- Your tasks:
A: Say whether each statement agrees with the fuzSim help page, answering yes or no and quoting the deciding words verbatim: (i) The na.rm argument defaults to FALSE. (ii) The vector y has to match x in length and order. (iii) "Sorensen" is one of the similarity indices that can be chosen for method.
B: Please give again a passage of the fuzSim help page word for word, beginning at the words "Description" and stopping after "in this package.".

- Extract to read:
R: Fuzzy similarity

fuzSim {fuzzySim}

R Documentation

Fuzzy similarity

Description

This function calculates fuzzy similarity, based on a fuzzy version of the binary similarity index specified in method, between two binary (0 or 1) or fuzzy (between 0 and 1) variables.

Usage

fuzSim(x, y, method, na.rm = TRUE)

Arguments

`x`	a vector of (optionally fuzzy) presence-absence data, with 1 meaning presence, 0 meaning absence, and values in between meaning fuzzy presence (or the degree to which each locality belongs to the set of species presences, or to which each species belongs to the locality; Zadeh, 1965). Fuzzy presence-absence can be obtained, for example, with functions `multGLM`, `multTSA` or `distPres` in this package.
`y`	a vector similar to 'x', of the same length and in the same order.
`method`	the similarity index to compute between x and y. Currently available options are "Jaccard", "Sorensen", "Simpson" and "Baroni" (see Details).
`na.rm`	logical value indicating whether NA values should be ignored. The default is TRUE.

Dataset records
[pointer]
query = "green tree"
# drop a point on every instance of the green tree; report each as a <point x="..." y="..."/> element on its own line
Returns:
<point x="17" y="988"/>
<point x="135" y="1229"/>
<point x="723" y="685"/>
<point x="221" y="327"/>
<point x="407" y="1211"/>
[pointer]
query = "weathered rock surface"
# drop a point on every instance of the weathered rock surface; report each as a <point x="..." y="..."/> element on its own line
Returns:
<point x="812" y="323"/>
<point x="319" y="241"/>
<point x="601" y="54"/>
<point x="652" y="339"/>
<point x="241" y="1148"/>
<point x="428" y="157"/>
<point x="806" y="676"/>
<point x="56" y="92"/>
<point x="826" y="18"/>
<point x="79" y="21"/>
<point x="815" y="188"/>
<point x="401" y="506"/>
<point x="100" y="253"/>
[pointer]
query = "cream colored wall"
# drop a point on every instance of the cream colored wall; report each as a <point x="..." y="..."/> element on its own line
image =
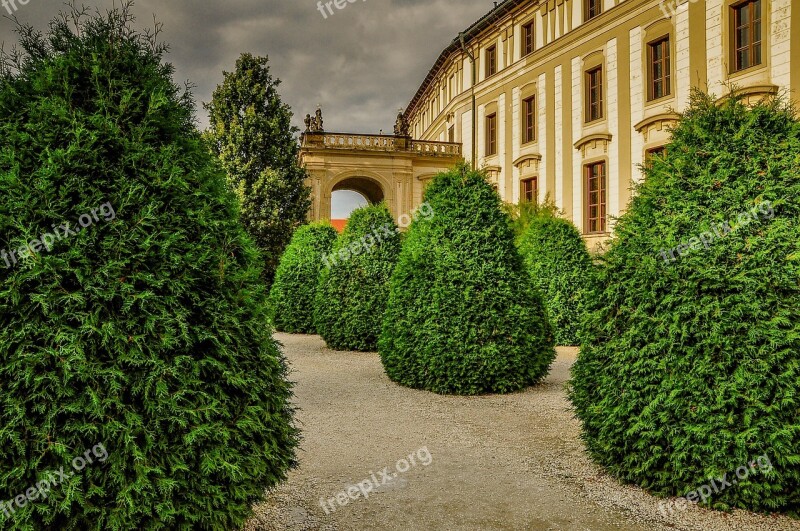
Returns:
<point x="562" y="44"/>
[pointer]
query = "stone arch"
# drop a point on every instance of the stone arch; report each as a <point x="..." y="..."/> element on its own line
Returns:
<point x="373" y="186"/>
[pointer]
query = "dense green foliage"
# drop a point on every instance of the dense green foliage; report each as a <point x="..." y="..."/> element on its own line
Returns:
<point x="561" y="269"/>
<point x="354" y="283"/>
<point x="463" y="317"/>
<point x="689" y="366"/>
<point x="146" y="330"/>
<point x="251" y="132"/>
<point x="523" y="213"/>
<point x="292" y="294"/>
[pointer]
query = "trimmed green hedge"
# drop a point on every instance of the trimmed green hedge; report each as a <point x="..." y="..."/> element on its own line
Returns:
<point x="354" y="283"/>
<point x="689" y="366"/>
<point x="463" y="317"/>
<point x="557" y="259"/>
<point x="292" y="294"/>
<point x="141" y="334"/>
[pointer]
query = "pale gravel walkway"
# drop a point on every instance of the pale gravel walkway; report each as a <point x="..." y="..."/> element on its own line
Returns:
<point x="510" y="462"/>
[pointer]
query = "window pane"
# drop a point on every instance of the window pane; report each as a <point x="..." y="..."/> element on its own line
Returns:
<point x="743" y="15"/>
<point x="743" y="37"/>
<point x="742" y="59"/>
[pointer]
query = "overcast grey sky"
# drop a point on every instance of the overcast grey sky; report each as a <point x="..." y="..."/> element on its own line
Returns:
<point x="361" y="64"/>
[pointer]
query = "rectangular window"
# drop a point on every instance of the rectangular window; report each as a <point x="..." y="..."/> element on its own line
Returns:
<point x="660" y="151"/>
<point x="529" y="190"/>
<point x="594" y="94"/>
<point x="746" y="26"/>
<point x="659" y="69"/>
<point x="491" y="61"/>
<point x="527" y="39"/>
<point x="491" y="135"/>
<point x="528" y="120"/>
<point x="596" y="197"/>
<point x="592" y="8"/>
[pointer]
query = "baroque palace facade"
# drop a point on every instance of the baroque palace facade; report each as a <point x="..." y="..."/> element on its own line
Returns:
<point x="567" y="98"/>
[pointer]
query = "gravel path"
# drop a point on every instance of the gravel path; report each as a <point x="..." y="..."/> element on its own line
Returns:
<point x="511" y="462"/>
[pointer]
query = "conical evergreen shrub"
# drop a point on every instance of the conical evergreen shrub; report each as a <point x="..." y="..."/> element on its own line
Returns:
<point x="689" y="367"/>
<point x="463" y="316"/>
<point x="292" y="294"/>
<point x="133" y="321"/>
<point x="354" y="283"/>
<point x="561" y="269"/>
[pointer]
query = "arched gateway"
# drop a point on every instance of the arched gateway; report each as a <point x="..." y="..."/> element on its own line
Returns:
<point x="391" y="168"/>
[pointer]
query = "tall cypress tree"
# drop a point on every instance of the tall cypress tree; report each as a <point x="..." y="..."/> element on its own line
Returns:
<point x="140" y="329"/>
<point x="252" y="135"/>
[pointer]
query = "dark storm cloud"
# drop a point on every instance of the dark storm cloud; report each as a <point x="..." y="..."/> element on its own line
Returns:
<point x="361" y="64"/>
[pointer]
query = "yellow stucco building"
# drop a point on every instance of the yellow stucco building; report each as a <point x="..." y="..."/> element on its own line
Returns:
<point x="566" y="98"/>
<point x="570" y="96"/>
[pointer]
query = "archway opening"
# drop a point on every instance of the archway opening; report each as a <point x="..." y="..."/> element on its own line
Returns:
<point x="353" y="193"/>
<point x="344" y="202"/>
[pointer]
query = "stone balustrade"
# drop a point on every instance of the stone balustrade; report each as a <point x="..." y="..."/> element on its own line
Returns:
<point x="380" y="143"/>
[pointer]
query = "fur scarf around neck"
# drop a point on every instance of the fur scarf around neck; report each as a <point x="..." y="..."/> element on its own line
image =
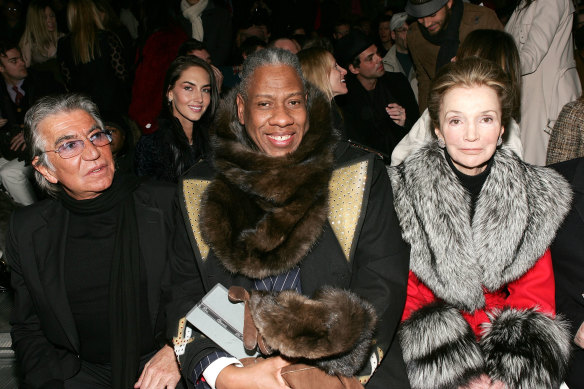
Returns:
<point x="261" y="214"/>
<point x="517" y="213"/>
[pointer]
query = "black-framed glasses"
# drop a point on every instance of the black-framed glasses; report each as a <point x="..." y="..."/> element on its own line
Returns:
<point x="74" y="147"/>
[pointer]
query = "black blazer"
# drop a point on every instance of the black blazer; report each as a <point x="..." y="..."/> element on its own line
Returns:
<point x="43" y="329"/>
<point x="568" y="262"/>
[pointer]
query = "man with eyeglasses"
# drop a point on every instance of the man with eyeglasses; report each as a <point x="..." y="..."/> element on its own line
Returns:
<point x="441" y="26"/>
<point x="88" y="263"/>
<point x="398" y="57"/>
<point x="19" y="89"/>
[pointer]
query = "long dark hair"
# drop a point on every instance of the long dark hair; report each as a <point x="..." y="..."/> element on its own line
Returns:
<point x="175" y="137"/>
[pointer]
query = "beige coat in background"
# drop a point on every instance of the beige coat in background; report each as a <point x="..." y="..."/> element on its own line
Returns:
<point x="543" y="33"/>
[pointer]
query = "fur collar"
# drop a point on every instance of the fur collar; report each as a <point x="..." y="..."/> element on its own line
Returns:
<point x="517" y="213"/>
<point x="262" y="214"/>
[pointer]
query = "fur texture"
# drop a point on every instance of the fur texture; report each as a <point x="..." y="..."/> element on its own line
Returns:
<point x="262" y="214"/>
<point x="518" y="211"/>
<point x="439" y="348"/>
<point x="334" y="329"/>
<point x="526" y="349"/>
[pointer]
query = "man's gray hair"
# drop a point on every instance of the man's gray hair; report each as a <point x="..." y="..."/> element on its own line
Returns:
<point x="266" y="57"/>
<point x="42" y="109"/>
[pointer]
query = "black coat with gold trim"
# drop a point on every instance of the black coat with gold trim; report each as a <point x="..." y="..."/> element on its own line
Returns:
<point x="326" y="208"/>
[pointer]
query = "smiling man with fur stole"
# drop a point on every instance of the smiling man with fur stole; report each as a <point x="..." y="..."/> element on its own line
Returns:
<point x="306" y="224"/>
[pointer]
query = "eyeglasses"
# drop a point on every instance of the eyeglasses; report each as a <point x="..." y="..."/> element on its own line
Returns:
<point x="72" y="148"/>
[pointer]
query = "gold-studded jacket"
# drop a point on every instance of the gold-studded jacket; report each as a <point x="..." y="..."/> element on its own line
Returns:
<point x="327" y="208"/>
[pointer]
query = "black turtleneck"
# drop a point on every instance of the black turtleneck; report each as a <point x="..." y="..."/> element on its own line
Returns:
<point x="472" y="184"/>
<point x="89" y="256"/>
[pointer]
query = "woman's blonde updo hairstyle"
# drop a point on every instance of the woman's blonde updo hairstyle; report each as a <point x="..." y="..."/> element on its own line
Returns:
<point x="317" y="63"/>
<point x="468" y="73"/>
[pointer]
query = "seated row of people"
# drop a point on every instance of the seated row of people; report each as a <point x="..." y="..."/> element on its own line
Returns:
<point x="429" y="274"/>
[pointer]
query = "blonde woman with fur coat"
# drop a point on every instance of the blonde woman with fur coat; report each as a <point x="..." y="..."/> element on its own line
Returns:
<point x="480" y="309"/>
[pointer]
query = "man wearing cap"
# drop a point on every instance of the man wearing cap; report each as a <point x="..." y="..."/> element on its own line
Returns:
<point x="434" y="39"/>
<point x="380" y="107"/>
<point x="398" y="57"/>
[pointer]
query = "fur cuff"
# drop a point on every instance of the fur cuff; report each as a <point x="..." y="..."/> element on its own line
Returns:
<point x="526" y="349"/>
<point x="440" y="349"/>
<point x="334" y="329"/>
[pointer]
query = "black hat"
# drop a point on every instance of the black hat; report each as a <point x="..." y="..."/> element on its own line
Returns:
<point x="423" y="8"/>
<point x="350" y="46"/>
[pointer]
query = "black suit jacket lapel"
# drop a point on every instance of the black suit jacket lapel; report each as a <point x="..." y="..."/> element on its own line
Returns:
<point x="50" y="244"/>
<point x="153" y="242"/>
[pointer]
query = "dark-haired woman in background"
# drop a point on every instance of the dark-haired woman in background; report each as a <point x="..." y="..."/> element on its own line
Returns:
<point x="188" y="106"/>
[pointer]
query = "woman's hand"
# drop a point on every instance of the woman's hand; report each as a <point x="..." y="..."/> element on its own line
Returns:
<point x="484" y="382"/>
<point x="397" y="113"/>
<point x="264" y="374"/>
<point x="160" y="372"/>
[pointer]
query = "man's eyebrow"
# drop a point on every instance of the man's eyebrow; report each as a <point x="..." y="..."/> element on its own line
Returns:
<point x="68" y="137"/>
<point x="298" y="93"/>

- Solutions:
A:
(i) No: "The default is TRUE."
(ii) Yes: "a vector similar to 'x', of the same length and in the same order."
(iii) Yes: "Currently available options are "Jaccard", "Sorensen", "Simpson" and "Baroni""

B:
Description

This function calculates fuzzy similarity, based on a fuzzy version of the binary similarity index specified in method, between two binary (0 or 1) or fuzzy (between 0 and 1) variables.

Usage

fuzSim(x, y, method, na.rm = TRUE)

Arguments

`x`	a vector of (optionally fuzzy) presence-absence data, with 1 meaning presence, 0 meaning absence, and values in between meaning fuzzy presence (or the degree to which each locality belongs to the set of species presences, or to which each species belongs to the locality; Zadeh, 1965). Fuzzy presence-absence can be obtained, for example, with functions `multGLM`, `multTSA` or `distPres` in this package.